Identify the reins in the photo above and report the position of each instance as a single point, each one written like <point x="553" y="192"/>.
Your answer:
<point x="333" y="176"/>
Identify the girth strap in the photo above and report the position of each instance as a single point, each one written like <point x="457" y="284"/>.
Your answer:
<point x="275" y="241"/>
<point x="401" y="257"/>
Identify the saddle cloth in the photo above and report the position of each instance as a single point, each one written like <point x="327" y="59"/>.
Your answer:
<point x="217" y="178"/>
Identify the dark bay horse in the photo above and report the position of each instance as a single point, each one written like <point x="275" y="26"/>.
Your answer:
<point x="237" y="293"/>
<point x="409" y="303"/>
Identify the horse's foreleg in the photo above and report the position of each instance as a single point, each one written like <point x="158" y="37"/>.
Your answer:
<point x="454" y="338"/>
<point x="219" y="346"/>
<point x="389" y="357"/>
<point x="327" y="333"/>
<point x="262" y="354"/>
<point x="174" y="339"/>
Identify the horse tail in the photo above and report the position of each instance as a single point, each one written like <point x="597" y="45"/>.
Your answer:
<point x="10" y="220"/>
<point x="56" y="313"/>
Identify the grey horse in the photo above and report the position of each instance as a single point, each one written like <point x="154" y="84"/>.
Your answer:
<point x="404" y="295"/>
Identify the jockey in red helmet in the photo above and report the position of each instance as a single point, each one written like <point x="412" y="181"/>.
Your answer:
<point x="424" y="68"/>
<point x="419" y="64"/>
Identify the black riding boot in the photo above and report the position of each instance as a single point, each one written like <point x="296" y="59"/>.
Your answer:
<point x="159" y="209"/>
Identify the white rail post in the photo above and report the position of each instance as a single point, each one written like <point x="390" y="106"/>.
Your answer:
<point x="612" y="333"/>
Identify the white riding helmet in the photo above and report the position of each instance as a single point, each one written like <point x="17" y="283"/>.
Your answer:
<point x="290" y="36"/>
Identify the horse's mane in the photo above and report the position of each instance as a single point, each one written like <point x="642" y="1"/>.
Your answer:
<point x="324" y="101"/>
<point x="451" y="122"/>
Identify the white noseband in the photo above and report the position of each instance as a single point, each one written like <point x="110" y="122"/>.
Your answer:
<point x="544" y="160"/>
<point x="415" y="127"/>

* * * *

-- WORK TO COMPLETE --
Turn the listing above into a JSON list of strings, one string per line, omitting any blank lines.

-- COMPLETED EXERCISE --
[
  "Identify the reins in the photo above and report the position of each instance as a single point, each one written like <point x=\"553\" y=\"192\"/>.",
  "Your answer:",
  "<point x=\"333\" y=\"176\"/>",
  "Identify the girth strap in the photo above and report the position of each instance as a single point, each one written like <point x=\"457\" y=\"284\"/>.",
  "Your answer:",
  "<point x=\"275\" y=\"241\"/>",
  "<point x=\"401\" y=\"257\"/>",
  "Identify the saddle cloth in the photo above and report the position of each instance as a single point, each one written like <point x=\"327\" y=\"59\"/>.",
  "Your answer:",
  "<point x=\"217\" y=\"178\"/>",
  "Identify the dark bay horse in the photo above and report the position of each instance as a single point, each one written like <point x=\"275\" y=\"26\"/>.",
  "Your answer:",
  "<point x=\"237\" y=\"293\"/>",
  "<point x=\"409\" y=\"303\"/>",
  "Identify the horse's foreleg in the photo above and report the position of each instance as a single point, each one written like <point x=\"158\" y=\"37\"/>.",
  "Your answer:",
  "<point x=\"454\" y=\"338\"/>",
  "<point x=\"219\" y=\"346\"/>",
  "<point x=\"389\" y=\"357\"/>",
  "<point x=\"327\" y=\"333\"/>",
  "<point x=\"262\" y=\"354\"/>",
  "<point x=\"174\" y=\"339\"/>",
  "Identify the horse tail in the photo above and report the position of each instance as a single point, each one written like <point x=\"597\" y=\"45\"/>.",
  "Your answer:",
  "<point x=\"10\" y=\"220\"/>",
  "<point x=\"56\" y=\"313\"/>",
  "Identify the grey horse in the photo above and report the position of each instance as a single point, each one written like <point x=\"154\" y=\"84\"/>.",
  "Your answer:",
  "<point x=\"404\" y=\"295\"/>",
  "Identify the jockey in red helmet in the photo above and report the position of each instance as a single point, each one written like <point x=\"412\" y=\"181\"/>.",
  "Your answer:",
  "<point x=\"424\" y=\"68\"/>",
  "<point x=\"419\" y=\"64\"/>",
  "Identify the black riding boot in the photo above and report the position of each instance as a single point, each one written like <point x=\"296\" y=\"59\"/>.",
  "Your answer:",
  "<point x=\"159\" y=\"209\"/>",
  "Identify the white rail post in the photo above and report the position of each instance as a single point, each one written like <point x=\"390\" y=\"106\"/>.",
  "Your answer:",
  "<point x=\"612\" y=\"333\"/>",
  "Identify the white riding helmet in the photo above and report the position of each instance as a single point, each one written like <point x=\"17\" y=\"283\"/>.",
  "Your answer:",
  "<point x=\"290\" y=\"36\"/>",
  "Identify the horse's mane in the photo above and report the position of each instance as a single point, each one written like <point x=\"642\" y=\"1\"/>.",
  "Your answer:",
  "<point x=\"324\" y=\"101\"/>",
  "<point x=\"451\" y=\"122\"/>",
  "Identify the white noseband in the photo above and report the position of each instance as a single point, each one written like <point x=\"110\" y=\"122\"/>.",
  "Your answer:",
  "<point x=\"544\" y=\"160\"/>",
  "<point x=\"415\" y=\"127\"/>"
]